▶ Text segment:
□ □ □ □

Savoy has been in existence, in a sense, ever since its three members moved into Williams Village together as dorm-mates, long before they were able to think of a band name or open up a laptop on stage. Producers Ben Eberdt, Gray Smith and percussionist Mike Kelly have since graduated from the University of Colorado, but the group’s Oct. 24 CD release will be just as momentous as turning a tassel — and is surely more satisfying for the die-hard musicians.
“It’s been an absolute marathon,” Eberdt says, sitting with the band outside a north Boulder coffee shop, squinting in sunlight he and the band haven’t seen for days. In the crunch to finish the album before the release party at the Fox Theatre, the last few weeks have been nothing but bass for breakfast and oscillators for lunch during a lock-in at the band’s north Boulder home. “I haven’t taken a shower in five days,” Eberdt says, “but I took one today; it’s all good.”
And now Automatic is complete. It is the long-awaited debut and sigh of relief from the band, which has to date only released one EP and one remix on its MySpace page. The new album will combine tracks from the EP with the band’s recent work and a few “surprises” they’ve been saving for the album.
“It’s chock-full of bangers,” Eberdt says with confidence. The album is a product of the group’s musical development, stretching from dorm-room acoustic jam sessions to the chop-building house parties they played on the Hill during the band’s incarnation as a jazz-funk trio.
“It’s all we have to show for ourselves. Not all we have, but all we want to say,” Kelly says.
The three have never doubted they were going to make it big. But when they decided that guitars and drums couldn’t quite fill out their sound, they were unsure how to go about that.
“[Our music] always had a dance edge,” Smith says, “but it wasn’t full enough, and it wasn’t hard enough once we started really getting into it. We got turned on to all this European music, and it just didn’t match up. So we had to ditch the guitars and rage the synths.”
“The biggest thing for my group of friends was jam bands,” Eberdt says, “long guitar solos and all that kind of stuff. Then Phish stopped, and all the jam bands started sucking, in my opinion. Like, bad. Everyone got into something else, and it happened to be electronic music.”

□ □ □ □

(Records from a dataset)
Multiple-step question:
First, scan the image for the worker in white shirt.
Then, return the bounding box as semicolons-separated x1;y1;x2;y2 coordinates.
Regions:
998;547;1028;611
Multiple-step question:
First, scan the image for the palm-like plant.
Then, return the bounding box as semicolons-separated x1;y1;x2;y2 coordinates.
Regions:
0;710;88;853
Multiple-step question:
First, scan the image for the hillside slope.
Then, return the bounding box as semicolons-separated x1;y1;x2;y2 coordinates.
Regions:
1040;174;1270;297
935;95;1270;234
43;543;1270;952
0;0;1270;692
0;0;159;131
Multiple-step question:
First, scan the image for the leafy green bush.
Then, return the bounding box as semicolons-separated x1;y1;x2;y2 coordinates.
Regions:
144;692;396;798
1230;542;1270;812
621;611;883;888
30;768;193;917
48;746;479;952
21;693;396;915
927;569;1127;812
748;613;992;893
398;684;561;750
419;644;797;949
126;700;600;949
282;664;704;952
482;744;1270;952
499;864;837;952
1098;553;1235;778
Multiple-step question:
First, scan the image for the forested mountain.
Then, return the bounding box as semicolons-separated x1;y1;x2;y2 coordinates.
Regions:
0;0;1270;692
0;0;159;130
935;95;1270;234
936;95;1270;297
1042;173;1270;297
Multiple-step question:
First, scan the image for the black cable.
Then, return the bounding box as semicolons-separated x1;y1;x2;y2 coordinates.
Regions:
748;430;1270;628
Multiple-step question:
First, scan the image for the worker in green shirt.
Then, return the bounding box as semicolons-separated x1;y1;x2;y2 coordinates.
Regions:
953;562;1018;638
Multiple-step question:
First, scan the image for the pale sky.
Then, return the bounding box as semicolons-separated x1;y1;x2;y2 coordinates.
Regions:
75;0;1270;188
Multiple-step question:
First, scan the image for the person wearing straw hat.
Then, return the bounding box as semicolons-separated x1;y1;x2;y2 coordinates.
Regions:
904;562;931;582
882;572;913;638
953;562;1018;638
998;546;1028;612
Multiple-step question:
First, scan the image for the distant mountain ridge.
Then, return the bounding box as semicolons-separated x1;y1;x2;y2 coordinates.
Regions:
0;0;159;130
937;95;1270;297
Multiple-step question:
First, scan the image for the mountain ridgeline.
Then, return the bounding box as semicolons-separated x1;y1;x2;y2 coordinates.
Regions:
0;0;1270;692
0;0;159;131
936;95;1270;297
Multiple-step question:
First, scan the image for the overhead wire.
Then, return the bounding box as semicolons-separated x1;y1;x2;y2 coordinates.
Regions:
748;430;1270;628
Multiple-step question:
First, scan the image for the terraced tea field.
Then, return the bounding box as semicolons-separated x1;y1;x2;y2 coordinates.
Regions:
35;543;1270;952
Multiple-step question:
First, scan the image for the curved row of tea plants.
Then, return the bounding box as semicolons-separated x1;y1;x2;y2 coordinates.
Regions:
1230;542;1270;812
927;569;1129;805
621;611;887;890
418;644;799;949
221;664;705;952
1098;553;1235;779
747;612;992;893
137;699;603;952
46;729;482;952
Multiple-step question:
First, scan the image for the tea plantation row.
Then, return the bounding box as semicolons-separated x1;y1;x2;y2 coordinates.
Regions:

□ □ □ □

▶ Set of tasks:
• 1. In the article about the band Savoy, where will the party for the album's release take place?
• 2. Name every member of Savoy mentioned in the article about the band.
• 3. Continue the article about the band Savoy from its last sentence.

▶ Answers for this exercise:
• 1. At the Fox Theatre.

• 2. Ben Eberdt, Gray Smith and Mike Kelly.

• 3.
And ever since their sold-out debut show at the Fox on April 20, the three laptop giants have been riding (or maybe pulling) the momentum of the Boulder electronica wave. They describe themselves as techno/house, but in an industry that genre-labels past the point of sarcasm, labels hardly mean anything. (Eberdt mentions a recent genre tag somewhere along the lines of Celtic/ wavecrunch-murder.) For people who keep up with electronic music in Boulder, Savoy makes sure all the familiar womps, glitches and wobbles are loud and proud: Check out their remix of the Beastie Boy’s “Body Movin’,” which captures the original song’s swagger within a sphere of saturated aural honey, or the dance anthem “FEET” that collects influence from across the board of French house music. If you don’t keep up with electronic music in Boulder, a good place to start would be Savoy’s remix of Damian Marley’s “Welcome To Jamrock,” a cross between classic dub and the sound of your brain being forced out of your ears, that has been huge with students on the Hill since its release on MySpace this summer. (All tracks are available at www.myspace.com/savoyband.)
Though it’s taken years for Savoy to release a full album, it’s as calculated a maneuver as everything else the band has done. They could easily tour more vigorously, Eberdt explains, but it’s important to “space out your plays, look for the best bill and create the hype.” Savoy wanted to avoid being a one-club band, which could take years to bring them any attention. So they put their collective college experience together (majors in business marketing, business finance and communication) to craft a well-executed hype-building strategy that vaulted Savoy straight to the top of Boulder’s underground music scene. Call it playing hard to get, but their plan has set up the band for an enormous coming-out debut. Let’s just hope all those days without showering will pay off.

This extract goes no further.